# [What you need to do]
When you reproduce the listing below, keep every entry exactly as written.

# [Information]
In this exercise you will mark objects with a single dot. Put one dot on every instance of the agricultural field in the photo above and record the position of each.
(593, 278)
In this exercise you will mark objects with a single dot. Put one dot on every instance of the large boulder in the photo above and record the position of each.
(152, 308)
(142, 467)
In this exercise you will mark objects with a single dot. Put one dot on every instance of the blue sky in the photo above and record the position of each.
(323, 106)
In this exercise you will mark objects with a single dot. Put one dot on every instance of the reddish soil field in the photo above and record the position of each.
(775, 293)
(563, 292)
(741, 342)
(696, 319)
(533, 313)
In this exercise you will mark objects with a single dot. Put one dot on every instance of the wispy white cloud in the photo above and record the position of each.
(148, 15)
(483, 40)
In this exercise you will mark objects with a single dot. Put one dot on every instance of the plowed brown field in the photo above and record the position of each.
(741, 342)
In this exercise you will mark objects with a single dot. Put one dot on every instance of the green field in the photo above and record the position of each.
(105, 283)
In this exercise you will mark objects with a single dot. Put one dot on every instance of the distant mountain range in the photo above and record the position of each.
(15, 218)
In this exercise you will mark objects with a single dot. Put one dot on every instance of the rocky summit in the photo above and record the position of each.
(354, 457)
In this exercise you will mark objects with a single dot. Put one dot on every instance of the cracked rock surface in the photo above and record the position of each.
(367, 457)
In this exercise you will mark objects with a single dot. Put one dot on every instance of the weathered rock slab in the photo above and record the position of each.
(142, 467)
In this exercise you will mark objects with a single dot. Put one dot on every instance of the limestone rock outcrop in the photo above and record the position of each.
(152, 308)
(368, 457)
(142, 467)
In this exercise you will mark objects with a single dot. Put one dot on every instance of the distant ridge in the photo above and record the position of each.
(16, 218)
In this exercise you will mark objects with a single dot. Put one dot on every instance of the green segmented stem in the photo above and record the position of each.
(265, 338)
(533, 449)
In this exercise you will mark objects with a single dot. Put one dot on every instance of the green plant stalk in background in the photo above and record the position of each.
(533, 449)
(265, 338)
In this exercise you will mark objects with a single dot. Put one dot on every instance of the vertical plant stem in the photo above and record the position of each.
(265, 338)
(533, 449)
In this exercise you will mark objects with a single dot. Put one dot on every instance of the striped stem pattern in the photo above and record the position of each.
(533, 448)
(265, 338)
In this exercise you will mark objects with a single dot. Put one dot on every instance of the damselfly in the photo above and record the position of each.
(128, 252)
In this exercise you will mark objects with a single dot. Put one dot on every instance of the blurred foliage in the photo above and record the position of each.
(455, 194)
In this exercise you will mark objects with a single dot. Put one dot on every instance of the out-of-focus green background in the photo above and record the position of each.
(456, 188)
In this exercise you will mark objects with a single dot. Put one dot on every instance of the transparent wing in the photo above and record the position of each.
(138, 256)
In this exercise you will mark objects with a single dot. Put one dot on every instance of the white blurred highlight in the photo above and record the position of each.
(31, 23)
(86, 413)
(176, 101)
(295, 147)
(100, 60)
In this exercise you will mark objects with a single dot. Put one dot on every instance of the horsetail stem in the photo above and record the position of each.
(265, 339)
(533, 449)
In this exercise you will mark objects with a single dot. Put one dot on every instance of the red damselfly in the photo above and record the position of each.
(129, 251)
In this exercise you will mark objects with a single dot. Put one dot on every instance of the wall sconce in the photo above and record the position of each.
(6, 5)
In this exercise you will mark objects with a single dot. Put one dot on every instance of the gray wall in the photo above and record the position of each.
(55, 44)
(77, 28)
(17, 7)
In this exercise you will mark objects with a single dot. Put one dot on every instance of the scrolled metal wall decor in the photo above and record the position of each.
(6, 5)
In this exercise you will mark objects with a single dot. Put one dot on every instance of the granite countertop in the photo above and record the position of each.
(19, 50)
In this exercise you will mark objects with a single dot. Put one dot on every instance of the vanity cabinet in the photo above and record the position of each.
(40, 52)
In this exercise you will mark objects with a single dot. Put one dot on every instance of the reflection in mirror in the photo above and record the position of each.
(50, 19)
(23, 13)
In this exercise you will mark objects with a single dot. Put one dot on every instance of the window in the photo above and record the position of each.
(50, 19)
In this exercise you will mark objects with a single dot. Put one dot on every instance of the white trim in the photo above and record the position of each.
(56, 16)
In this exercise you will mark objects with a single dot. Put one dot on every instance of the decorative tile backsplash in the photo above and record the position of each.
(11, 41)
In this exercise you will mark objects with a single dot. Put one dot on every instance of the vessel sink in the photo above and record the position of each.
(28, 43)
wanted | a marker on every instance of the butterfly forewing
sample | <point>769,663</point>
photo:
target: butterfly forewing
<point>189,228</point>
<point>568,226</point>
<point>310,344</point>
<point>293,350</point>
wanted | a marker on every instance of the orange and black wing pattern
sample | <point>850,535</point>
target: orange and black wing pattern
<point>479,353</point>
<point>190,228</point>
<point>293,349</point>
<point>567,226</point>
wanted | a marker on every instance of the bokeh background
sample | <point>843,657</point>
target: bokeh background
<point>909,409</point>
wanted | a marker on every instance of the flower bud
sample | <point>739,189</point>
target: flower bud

# [Finished exercise]
In this exercise you will mark objects with a single dot. Put one dot on every instance of the agricultural field in the photo above and record the position of each.
(593, 278)
In this exercise you will mark objects with a single dot. Put one dot on every instance of the large boulder in the photo above and record the position of each.
(152, 308)
(142, 467)
In this exercise you will mark objects with a single dot. Put one dot on every instance of the blue sky in the photo above and record the position of each.
(323, 106)
In this exercise you will mark objects with a single dot. Put one dot on every instance of the reddish soil field in the photo above and record the position of each.
(775, 293)
(563, 292)
(741, 342)
(696, 319)
(533, 313)
In this exercise you will mark objects with a single dot. Put one dot on every instance of the wispy white cloud in the photo above and record the position of each.
(148, 15)
(483, 40)
In this exercise you will mark objects with a single dot. Put one dot on every instance of the plowed brown field in the photo above and record the position of each.
(741, 342)
In this exercise you will mark objects with a single dot. Put one dot on every instance of the green field in the photo above and record the position of each.
(105, 283)
In this exercise you will mark objects with a single dot. Put one dot on every instance of the distant mountain range in the photo above and record the position of each.
(15, 218)
In this exercise you will mark objects with a single dot. Put one dot on every instance of the rocky summit in the photo above and record the position of each.
(354, 457)
In this exercise you will mark objects with a single dot. Put one dot on every instance of the cracked rock surface in the photo above and record the position of each.
(367, 457)
In this exercise you will mark objects with a single dot. Put one dot on every instance of the weathered rock slab in the photo above and record the position of each.
(142, 467)
In this exercise you will mark objects with a single dot. Put one dot on every instance of the limestone rock outcrop in the photo above and record the position of each.
(152, 308)
(368, 457)
(142, 467)
In this exercise you will mark objects with a single dot. Put one dot on every instance of the distant ridge in the photo above and record the position of each.
(16, 218)
In this exercise you will mark objects with a single dot. Put one dot on every instance of the green segmented stem in the photo above and record the position of each.
(265, 338)
(533, 449)
In this exercise you will mark objects with a single dot. Put one dot on every instance of the green plant stalk in background in the photo above and record the position of each.
(533, 449)
(265, 338)
In this exercise you will mark objects with a single dot. Put one dot on every instance of the vertical plant stem in the photo above and record the position of each.
(265, 338)
(533, 449)
In this exercise you will mark objects with a single dot. Put one dot on every instance of the striped stem pattern in the photo above and record the position of each.
(533, 448)
(265, 338)
In this exercise you will mark objects with a single dot. Put one dot on every instance of the damselfly in the photo above and record the position of each.
(128, 252)
In this exercise you will mark objects with a single dot. Put one dot on every instance of the blurred foliage in the photo above and record the position of each.
(455, 194)
In this exercise you will mark objects with a single dot. Put one dot on every instance of the out-of-focus green background in the photo above and record the position of each.
(456, 188)
In this exercise you will mark objects with a single dot. Put one dot on every instance of the transparent wing in the photo above and record the position of each.
(138, 256)
In this exercise you will mark objects with a single dot. Put one dot on every instance of the white blurred highlight in the photo above and record the position of each.
(31, 23)
(86, 413)
(176, 101)
(295, 147)
(100, 60)
In this exercise you will mark objects with a single dot. Put one dot on every instance of the horsetail stem in the photo above and record the position of each.
(265, 339)
(533, 449)
In this exercise you will mark objects with a single dot. Put one dot on every instance of the red damselfly in the photo above and record the position of each.
(129, 251)
In this exercise you will mark objects with a single dot. Put one dot on every instance of the wall sconce in the photo above and record the position of each.
(6, 5)
In this exercise you will mark objects with a single dot. Put one dot on every instance of the gray wall in the photo above and record the position of each.
(55, 44)
(77, 28)
(17, 7)
In this exercise you will mark objects with a single dot. Put one dot on every instance of the scrolled metal wall decor in the photo above and record the position of each.
(6, 5)
In this exercise you will mark objects with a single dot. Put one dot on every instance of the granite countertop in the photo above and record the position of each.
(19, 50)
In this exercise you will mark objects with a single dot. Put one dot on every instance of the vanity cabinet in the photo above and record the position of each.
(40, 52)
In this exercise you will mark objects with a single dot. Put one dot on every instance of the reflection in mirror in the photo above and record the position of each.
(50, 19)
(23, 13)
In this exercise you will mark objects with a single dot. Put one dot on every instance of the window in the photo above and record the position of each.
(50, 19)
In this exercise you will mark objects with a single dot. Put one dot on every instance of the white trim in the photo above and record the position of each.
(56, 16)
In this exercise you will mark objects with a single dot. Put one dot on every instance of the decorative tile backsplash in the photo above and record the position of each.
(11, 41)
In this exercise you will mark objects with a single dot. Put one dot on every instance of the vessel sink in the photo above and record the position of each.
(28, 43)
wanted | a marker on every instance of the butterfly forewing
sample | <point>769,663</point>
photo:
target: butterfly forewing
<point>189,228</point>
<point>568,226</point>
<point>310,344</point>
<point>293,350</point>
wanted | a marker on every instance of the orange and black wing pattern
sample | <point>850,535</point>
target: orange and black wing pattern
<point>479,353</point>
<point>190,228</point>
<point>293,349</point>
<point>567,226</point>
wanted | a marker on every instance of the bokeh background
sample | <point>843,657</point>
target: bokeh background
<point>909,409</point>
wanted | a marker on every instance of the flower bud
sample | <point>739,189</point>
target: flower bud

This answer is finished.